» **Written problem**:
Switch "building facade" to "storefront" throughout the data below, and return every line with nothing else altered.

"""

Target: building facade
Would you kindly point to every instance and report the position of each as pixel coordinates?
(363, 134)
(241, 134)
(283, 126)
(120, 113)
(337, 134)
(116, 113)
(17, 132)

"""

» **Correct answer**:
Target: storefront
Would you kindly point to every instance and report the position of each as pixel coordinates?
(363, 134)
(241, 134)
(283, 126)
(120, 113)
(337, 134)
(116, 113)
(17, 132)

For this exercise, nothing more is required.